> _Task directions_:
Look through the data below for the line with "Run detection for shop" and the line with "Run detection for tuk-tuk", then output those two and all lines in between, exactly as written.

> _Data extracts_:

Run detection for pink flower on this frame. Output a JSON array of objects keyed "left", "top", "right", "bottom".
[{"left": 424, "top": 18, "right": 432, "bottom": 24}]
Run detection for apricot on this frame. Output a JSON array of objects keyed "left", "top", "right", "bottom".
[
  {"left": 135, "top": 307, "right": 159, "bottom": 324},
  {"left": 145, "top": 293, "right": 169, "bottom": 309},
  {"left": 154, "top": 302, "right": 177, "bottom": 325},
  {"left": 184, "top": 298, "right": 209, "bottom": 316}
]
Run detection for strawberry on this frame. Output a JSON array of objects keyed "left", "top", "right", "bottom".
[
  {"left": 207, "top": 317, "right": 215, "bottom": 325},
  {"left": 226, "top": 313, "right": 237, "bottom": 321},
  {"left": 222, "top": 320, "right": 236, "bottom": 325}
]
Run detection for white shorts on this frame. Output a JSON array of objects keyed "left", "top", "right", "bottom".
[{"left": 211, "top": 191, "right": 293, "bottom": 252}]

...

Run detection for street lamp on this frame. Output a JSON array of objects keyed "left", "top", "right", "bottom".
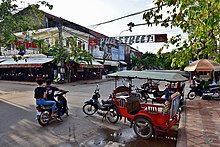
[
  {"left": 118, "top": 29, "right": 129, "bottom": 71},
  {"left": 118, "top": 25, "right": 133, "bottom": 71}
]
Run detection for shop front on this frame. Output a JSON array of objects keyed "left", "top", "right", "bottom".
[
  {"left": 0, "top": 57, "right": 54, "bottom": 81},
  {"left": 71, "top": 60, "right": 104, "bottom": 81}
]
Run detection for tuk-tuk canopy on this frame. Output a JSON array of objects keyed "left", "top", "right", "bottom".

> _Result of this task_:
Run detection for shop front on this frame. Output a JSON array of objects keyed "left", "top", "right", "bottom".
[
  {"left": 0, "top": 57, "right": 54, "bottom": 81},
  {"left": 71, "top": 60, "right": 104, "bottom": 81}
]
Run detection for tuk-tuk canopy on this frame. Output a JSON array of objects keyed "left", "top", "right", "bottom".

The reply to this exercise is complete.